Directions — Please transcribe exactly, and only, the lines of the data below between the line holding "Segment the target" and the line holding "83L175 68L0 67V131L176", inclusive.

Records to use —
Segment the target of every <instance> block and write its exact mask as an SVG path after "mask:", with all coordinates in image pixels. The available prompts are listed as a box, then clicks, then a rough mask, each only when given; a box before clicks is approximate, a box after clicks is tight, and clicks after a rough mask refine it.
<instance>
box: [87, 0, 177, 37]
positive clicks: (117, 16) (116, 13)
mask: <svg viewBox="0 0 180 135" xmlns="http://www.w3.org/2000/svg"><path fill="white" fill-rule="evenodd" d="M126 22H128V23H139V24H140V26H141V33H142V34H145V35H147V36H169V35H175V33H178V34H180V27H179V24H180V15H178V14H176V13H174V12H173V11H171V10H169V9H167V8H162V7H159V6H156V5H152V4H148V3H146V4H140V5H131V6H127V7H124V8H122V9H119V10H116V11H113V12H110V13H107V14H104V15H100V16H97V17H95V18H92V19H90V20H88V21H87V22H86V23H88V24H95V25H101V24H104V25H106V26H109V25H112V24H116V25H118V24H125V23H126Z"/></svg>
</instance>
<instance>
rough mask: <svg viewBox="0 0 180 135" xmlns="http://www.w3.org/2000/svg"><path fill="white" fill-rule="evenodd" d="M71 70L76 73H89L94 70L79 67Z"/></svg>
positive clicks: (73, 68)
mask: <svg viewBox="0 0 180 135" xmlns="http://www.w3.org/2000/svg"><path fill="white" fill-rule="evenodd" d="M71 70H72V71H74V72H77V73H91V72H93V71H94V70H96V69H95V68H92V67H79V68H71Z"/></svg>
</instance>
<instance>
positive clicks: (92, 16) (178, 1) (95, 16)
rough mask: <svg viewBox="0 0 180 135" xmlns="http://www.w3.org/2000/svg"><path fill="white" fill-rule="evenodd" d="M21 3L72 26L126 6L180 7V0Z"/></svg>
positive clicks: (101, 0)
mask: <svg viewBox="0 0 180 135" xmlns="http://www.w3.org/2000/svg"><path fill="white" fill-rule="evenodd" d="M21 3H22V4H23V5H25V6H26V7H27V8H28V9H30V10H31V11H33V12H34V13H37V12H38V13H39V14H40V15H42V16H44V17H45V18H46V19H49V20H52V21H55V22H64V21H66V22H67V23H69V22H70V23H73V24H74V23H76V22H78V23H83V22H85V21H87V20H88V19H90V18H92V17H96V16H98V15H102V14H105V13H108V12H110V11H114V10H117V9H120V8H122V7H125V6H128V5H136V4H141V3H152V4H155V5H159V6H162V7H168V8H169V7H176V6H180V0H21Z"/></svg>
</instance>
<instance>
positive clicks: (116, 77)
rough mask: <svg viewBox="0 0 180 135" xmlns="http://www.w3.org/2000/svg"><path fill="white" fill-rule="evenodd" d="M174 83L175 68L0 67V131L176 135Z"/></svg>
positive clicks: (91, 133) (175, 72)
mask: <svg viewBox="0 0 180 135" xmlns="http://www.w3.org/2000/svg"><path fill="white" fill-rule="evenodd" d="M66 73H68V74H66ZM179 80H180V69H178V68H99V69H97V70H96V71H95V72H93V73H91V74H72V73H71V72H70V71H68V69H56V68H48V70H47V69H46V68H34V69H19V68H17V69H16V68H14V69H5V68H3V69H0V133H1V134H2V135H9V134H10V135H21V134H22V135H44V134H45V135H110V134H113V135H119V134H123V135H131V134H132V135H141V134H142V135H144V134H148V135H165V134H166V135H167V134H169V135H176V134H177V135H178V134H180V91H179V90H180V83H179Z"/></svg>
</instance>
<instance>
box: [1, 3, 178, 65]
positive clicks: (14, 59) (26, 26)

--

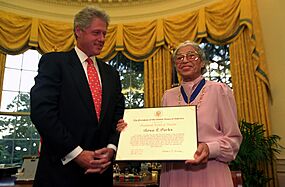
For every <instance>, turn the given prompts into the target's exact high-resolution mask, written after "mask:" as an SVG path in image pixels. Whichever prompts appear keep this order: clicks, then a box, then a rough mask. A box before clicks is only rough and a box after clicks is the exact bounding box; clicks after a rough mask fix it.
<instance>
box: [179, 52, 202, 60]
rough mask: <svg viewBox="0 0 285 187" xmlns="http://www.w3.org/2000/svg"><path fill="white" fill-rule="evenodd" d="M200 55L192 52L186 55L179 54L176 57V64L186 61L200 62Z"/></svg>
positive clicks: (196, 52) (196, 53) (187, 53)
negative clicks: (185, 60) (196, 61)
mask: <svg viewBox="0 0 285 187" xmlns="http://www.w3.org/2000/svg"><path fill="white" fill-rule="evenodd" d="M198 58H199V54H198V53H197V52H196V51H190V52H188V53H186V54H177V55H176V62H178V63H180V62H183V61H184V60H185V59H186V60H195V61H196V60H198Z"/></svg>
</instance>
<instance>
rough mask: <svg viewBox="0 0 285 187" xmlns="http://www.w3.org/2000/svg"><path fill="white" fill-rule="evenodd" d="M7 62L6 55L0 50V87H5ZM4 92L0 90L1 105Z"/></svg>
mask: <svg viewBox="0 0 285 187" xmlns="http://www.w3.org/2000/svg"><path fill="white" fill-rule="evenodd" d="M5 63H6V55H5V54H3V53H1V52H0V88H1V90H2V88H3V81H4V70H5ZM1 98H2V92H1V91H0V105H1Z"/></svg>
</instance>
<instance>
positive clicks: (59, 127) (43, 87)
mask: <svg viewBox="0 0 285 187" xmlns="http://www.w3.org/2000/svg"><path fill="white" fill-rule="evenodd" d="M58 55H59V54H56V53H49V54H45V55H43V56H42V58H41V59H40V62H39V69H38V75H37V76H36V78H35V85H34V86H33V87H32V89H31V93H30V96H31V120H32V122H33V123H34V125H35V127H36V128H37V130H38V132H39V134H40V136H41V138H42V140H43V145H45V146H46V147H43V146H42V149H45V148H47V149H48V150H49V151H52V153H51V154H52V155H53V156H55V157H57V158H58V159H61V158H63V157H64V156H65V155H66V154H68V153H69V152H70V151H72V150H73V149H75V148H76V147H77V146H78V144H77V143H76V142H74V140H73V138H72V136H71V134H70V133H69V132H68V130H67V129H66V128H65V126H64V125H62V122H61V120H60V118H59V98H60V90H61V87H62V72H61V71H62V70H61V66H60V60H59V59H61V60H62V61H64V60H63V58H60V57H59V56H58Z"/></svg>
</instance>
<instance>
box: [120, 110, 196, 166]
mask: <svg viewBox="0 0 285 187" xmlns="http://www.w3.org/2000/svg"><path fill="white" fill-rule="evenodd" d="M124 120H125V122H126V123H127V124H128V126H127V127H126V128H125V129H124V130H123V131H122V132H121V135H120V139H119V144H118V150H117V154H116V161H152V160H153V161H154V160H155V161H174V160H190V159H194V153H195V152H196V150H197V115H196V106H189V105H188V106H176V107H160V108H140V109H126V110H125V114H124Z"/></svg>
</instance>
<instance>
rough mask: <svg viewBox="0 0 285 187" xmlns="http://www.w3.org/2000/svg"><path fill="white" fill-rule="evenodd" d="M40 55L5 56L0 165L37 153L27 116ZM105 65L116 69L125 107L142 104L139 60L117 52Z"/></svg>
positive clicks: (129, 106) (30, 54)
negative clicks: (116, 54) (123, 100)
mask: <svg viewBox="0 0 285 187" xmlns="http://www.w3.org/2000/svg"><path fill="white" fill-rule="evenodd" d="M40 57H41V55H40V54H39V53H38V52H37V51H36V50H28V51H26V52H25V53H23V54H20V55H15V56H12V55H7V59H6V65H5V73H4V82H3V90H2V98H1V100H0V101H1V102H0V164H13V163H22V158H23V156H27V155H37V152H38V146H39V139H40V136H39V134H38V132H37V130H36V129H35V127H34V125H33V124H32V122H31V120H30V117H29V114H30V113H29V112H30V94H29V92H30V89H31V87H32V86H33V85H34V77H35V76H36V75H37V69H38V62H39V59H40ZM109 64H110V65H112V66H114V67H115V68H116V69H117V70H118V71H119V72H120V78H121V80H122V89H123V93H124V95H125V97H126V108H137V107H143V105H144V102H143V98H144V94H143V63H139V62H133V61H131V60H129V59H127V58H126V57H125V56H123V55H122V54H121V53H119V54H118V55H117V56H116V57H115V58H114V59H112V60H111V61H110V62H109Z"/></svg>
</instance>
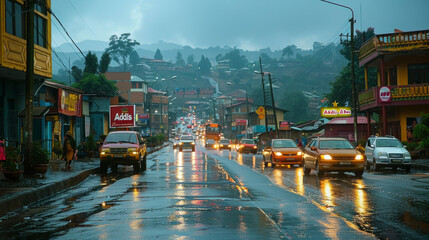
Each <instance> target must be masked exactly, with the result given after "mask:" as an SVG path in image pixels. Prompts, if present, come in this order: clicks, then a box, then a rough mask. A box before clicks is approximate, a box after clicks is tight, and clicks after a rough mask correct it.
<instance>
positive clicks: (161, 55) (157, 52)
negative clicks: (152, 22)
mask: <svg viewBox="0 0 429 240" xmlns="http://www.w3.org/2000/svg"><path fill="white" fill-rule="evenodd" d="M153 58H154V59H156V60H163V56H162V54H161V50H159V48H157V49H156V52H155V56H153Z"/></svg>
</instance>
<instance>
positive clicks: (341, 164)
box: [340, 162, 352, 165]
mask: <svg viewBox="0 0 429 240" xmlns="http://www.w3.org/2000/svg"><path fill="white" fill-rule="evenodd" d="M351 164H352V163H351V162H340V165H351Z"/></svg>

Result of the exercise —
Segment the target of every <instance> block and write its exact mask as an SVG path after "mask:", with all coordinates in image pixels. The available prompts are listed as a box, then clicks, then a rough mask, each only when given; a box before clicks is approximate, a box after clicks is tight, and clicks after a rough mask refine it.
<instance>
box: [87, 0, 177, 37]
positive clicks: (117, 16) (116, 13)
mask: <svg viewBox="0 0 180 135" xmlns="http://www.w3.org/2000/svg"><path fill="white" fill-rule="evenodd" d="M126 22H128V23H139V24H140V26H141V33H142V34H145V35H147V36H169V35H175V33H178V34H180V27H179V24H180V15H178V14H176V13H174V12H173V11H171V10H169V9H167V8H162V7H159V6H156V5H152V4H148V3H146V4H140V5H131V6H127V7H124V8H122V9H119V10H116V11H113V12H110V13H107V14H104V15H100V16H97V17H95V18H92V19H90V20H88V21H87V22H86V23H88V24H95V25H101V24H104V25H106V26H109V25H112V24H116V25H118V24H125V23H126Z"/></svg>
</instance>
<instance>
rough mask: <svg viewBox="0 0 180 135" xmlns="http://www.w3.org/2000/svg"><path fill="white" fill-rule="evenodd" d="M71 70L76 73H89L94 70L79 67Z"/></svg>
positive clicks: (73, 68)
mask: <svg viewBox="0 0 180 135" xmlns="http://www.w3.org/2000/svg"><path fill="white" fill-rule="evenodd" d="M71 70H72V71H74V72H77V73H91V72H93V71H94V70H96V69H95V68H92V67H79V68H71Z"/></svg>
</instance>
<instance>
positive clicks: (92, 16) (178, 1) (95, 16)
rough mask: <svg viewBox="0 0 180 135" xmlns="http://www.w3.org/2000/svg"><path fill="white" fill-rule="evenodd" d="M21 3L72 26L126 6L180 7V0Z"/></svg>
positive clicks: (101, 0)
mask: <svg viewBox="0 0 180 135" xmlns="http://www.w3.org/2000/svg"><path fill="white" fill-rule="evenodd" d="M21 3H22V4H23V5H25V6H26V7H27V8H28V9H30V10H31V11H33V12H34V13H37V12H38V13H39V14H40V15H42V16H44V17H45V18H46V19H49V20H52V21H55V22H64V21H66V22H67V23H69V22H70V23H73V24H74V23H76V22H78V23H83V22H85V21H87V20H88V19H90V18H92V17H96V16H98V15H102V14H105V13H108V12H110V11H114V10H117V9H120V8H122V7H125V6H128V5H136V4H141V3H152V4H155V5H159V6H162V7H168V8H169V7H176V6H180V0H21Z"/></svg>
</instance>
<instance>
positive clicks: (116, 77)
rough mask: <svg viewBox="0 0 180 135" xmlns="http://www.w3.org/2000/svg"><path fill="white" fill-rule="evenodd" d="M174 83L175 68L0 67V131L176 135Z"/></svg>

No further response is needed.